- **Set exercise**
Reproduce the material word for word, from the line holding "AR overlay engine: identify the exposed" through the final line of the material, inclusive.

- **Extracted material**
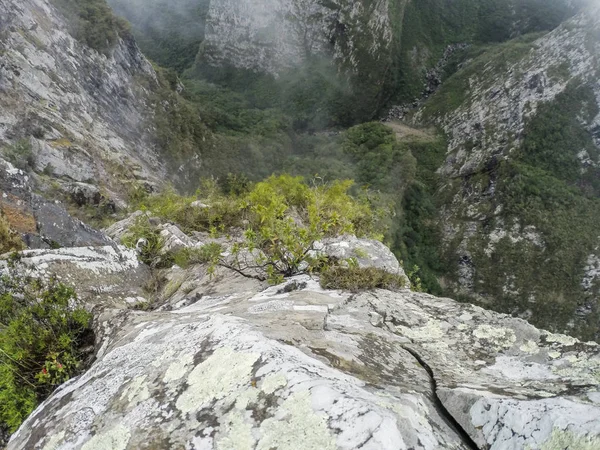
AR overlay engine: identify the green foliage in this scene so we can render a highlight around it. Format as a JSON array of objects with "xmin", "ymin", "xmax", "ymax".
[
  {"xmin": 342, "ymin": 122, "xmax": 446, "ymax": 295},
  {"xmin": 140, "ymin": 179, "xmax": 244, "ymax": 232},
  {"xmin": 233, "ymin": 175, "xmax": 382, "ymax": 283},
  {"xmin": 0, "ymin": 214, "xmax": 25, "ymax": 255},
  {"xmin": 138, "ymin": 175, "xmax": 386, "ymax": 282},
  {"xmin": 342, "ymin": 122, "xmax": 416, "ymax": 192},
  {"xmin": 0, "ymin": 274, "xmax": 93, "ymax": 432},
  {"xmin": 2, "ymin": 139, "xmax": 35, "ymax": 171},
  {"xmin": 166, "ymin": 243, "xmax": 223, "ymax": 269},
  {"xmin": 121, "ymin": 215, "xmax": 164, "ymax": 266},
  {"xmin": 52, "ymin": 0, "xmax": 130, "ymax": 54},
  {"xmin": 320, "ymin": 266, "xmax": 406, "ymax": 292},
  {"xmin": 520, "ymin": 84, "xmax": 600, "ymax": 190}
]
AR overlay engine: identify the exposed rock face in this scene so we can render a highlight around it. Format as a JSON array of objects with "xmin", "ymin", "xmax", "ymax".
[
  {"xmin": 0, "ymin": 0, "xmax": 164, "ymax": 202},
  {"xmin": 0, "ymin": 244, "xmax": 150, "ymax": 309},
  {"xmin": 0, "ymin": 158, "xmax": 113, "ymax": 248},
  {"xmin": 8, "ymin": 249, "xmax": 600, "ymax": 450},
  {"xmin": 204, "ymin": 0, "xmax": 393, "ymax": 75},
  {"xmin": 315, "ymin": 236, "xmax": 406, "ymax": 277},
  {"xmin": 416, "ymin": 7, "xmax": 600, "ymax": 336}
]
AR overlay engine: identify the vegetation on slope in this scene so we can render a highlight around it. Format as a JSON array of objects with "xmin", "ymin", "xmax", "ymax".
[
  {"xmin": 51, "ymin": 0, "xmax": 129, "ymax": 53},
  {"xmin": 0, "ymin": 260, "xmax": 93, "ymax": 432},
  {"xmin": 123, "ymin": 175, "xmax": 390, "ymax": 285}
]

- **Answer**
AR overlay engine: identify the exposed rock face in this scene so we can render a highlight around it. Format as a JSON array of objects with "xmin", "ymin", "xmax", "ymax".
[
  {"xmin": 0, "ymin": 0, "xmax": 164, "ymax": 202},
  {"xmin": 0, "ymin": 244, "xmax": 150, "ymax": 309},
  {"xmin": 0, "ymin": 158, "xmax": 113, "ymax": 248},
  {"xmin": 8, "ymin": 249, "xmax": 600, "ymax": 450},
  {"xmin": 204, "ymin": 0, "xmax": 393, "ymax": 75},
  {"xmin": 315, "ymin": 236, "xmax": 406, "ymax": 277},
  {"xmin": 416, "ymin": 7, "xmax": 600, "ymax": 336}
]
AR overlay engine: identify the vegetation on slope in this scene so we can render a highlight around it. Format as a JSON array of objects with "xmin", "ymin", "xmax", "ymax".
[
  {"xmin": 51, "ymin": 0, "xmax": 129, "ymax": 53},
  {"xmin": 0, "ymin": 260, "xmax": 93, "ymax": 432},
  {"xmin": 123, "ymin": 175, "xmax": 390, "ymax": 285}
]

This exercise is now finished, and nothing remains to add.